» **Records provided**
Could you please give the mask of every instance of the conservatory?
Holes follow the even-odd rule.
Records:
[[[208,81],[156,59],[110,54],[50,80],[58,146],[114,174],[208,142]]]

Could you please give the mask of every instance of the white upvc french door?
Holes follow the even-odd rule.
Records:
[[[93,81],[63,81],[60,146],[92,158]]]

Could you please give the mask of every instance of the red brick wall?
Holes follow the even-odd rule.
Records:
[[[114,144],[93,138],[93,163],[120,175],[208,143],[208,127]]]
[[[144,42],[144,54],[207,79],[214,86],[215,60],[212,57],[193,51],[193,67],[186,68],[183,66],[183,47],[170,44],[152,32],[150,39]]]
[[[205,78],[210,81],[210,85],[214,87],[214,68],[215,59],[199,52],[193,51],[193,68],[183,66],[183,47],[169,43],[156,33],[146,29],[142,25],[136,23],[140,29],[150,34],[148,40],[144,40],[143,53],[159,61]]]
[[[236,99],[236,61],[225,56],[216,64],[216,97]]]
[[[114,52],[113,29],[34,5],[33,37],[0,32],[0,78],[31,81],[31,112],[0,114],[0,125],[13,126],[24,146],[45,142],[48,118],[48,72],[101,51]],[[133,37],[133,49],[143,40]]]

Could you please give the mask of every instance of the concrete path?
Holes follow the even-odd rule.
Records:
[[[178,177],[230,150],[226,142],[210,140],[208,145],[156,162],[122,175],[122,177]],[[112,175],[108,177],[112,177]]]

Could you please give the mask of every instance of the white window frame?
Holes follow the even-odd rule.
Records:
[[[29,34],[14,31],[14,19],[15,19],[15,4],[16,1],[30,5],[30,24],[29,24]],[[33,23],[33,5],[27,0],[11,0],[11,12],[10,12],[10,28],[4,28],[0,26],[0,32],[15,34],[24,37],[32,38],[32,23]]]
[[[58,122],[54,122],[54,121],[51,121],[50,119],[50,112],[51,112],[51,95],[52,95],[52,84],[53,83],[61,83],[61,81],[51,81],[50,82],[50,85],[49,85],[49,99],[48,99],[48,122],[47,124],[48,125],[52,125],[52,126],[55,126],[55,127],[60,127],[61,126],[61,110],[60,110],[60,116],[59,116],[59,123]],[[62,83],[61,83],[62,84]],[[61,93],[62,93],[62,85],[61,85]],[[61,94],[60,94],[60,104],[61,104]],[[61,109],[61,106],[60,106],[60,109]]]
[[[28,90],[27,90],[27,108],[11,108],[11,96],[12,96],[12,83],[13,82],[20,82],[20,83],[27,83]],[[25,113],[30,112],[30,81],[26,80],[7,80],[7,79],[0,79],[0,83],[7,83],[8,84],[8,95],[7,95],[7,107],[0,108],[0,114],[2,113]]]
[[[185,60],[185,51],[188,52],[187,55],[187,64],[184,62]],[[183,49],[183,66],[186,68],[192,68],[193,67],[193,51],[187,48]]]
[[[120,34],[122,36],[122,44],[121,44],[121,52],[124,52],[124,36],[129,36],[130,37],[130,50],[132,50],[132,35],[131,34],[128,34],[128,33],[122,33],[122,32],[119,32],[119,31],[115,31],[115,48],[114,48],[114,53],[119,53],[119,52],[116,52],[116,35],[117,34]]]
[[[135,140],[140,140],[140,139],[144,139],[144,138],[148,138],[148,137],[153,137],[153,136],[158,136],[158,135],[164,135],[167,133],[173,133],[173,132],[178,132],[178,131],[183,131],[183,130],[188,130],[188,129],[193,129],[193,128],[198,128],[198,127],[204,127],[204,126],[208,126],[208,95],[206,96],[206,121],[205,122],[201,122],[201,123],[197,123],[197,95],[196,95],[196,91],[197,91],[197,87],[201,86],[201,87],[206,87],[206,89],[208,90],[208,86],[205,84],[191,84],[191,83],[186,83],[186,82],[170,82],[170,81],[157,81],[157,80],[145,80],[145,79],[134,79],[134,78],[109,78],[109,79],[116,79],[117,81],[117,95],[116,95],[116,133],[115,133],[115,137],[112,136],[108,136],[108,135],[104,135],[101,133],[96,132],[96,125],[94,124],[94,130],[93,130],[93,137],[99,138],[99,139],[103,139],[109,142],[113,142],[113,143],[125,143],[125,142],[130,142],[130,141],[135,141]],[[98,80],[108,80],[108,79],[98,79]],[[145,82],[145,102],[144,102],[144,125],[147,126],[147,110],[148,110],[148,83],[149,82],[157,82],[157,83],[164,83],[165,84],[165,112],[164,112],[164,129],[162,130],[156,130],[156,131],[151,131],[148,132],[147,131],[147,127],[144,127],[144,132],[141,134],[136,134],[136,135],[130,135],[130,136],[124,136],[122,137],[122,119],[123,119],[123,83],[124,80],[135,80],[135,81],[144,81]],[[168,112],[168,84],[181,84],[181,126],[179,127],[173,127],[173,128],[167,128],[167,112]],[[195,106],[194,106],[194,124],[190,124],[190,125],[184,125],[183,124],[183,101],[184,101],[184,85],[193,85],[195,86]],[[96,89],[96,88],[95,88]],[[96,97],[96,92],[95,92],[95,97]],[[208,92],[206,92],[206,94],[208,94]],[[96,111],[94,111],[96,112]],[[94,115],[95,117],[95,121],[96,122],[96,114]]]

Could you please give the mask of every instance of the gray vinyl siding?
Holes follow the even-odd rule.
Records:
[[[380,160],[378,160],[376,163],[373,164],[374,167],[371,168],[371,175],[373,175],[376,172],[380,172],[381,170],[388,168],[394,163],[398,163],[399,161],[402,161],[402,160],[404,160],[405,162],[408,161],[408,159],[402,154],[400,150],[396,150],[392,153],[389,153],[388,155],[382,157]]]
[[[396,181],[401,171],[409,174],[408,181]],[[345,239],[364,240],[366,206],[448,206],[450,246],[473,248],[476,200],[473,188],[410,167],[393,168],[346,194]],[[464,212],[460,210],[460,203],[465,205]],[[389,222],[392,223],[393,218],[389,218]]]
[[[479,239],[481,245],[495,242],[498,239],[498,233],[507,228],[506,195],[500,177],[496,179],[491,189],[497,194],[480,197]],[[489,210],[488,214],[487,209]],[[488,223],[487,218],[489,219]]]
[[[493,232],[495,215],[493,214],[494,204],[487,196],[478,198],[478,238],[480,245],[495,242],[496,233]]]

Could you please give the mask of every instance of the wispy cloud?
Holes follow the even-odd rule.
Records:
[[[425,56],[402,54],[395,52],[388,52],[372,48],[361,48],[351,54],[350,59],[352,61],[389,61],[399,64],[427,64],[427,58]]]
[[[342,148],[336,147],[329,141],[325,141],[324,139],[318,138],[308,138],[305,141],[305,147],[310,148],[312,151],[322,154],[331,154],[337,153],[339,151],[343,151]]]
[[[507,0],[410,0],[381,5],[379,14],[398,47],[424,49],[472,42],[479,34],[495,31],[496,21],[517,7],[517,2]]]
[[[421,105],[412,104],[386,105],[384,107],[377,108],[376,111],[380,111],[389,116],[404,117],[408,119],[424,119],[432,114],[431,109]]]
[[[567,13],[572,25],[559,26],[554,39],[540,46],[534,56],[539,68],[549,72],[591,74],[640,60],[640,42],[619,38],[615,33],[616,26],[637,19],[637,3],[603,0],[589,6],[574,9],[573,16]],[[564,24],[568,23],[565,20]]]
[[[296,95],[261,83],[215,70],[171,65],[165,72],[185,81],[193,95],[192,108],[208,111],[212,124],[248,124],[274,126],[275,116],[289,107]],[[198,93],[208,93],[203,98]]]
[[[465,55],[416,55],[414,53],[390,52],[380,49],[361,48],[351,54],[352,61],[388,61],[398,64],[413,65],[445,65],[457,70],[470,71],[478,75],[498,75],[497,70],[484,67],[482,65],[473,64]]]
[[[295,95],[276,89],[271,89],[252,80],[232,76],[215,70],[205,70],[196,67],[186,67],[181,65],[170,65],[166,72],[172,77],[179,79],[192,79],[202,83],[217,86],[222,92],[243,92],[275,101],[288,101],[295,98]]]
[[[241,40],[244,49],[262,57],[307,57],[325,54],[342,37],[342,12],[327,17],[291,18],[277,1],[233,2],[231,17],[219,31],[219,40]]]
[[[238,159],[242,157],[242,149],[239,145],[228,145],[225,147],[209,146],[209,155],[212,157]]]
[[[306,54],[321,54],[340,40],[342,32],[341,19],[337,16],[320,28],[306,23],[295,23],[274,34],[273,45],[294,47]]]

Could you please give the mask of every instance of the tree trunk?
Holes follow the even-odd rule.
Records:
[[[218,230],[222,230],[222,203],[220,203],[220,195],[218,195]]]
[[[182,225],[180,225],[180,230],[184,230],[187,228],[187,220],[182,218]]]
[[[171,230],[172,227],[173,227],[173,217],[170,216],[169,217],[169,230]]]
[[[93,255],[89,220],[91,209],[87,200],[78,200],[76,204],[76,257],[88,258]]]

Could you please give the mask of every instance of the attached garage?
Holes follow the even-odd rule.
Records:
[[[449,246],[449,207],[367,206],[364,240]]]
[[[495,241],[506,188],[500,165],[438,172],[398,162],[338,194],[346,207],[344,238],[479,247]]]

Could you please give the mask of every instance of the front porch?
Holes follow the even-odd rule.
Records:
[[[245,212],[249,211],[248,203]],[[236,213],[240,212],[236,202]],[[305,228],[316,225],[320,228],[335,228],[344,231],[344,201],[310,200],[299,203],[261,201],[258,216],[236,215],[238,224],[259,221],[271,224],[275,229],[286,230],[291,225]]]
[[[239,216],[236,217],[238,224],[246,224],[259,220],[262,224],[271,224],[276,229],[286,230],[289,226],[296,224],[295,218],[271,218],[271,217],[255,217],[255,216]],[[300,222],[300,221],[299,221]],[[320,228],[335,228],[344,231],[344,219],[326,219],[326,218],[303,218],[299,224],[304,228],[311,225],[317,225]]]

» **What to do**
Pull every line containing "please" out of the material and copy it.

» **Your solution**
Could you please give the mask of every instance of the conservatory?
Could you please give the mask of every instance of the white upvc french door?
Could you please give the mask of every instance of the red brick wall?
Could you please give the mask of every instance of the concrete path?
Could you please give the mask of every instance of the white window frame?
Could you please give the mask of every instance of the gray vinyl siding?
Could you please give the mask of every instance of the wispy cloud?
Could you please give the mask of every instance of the tree trunk?
Could you please give the mask of every instance of the attached garage?
Could you please give the mask of every instance of the front porch?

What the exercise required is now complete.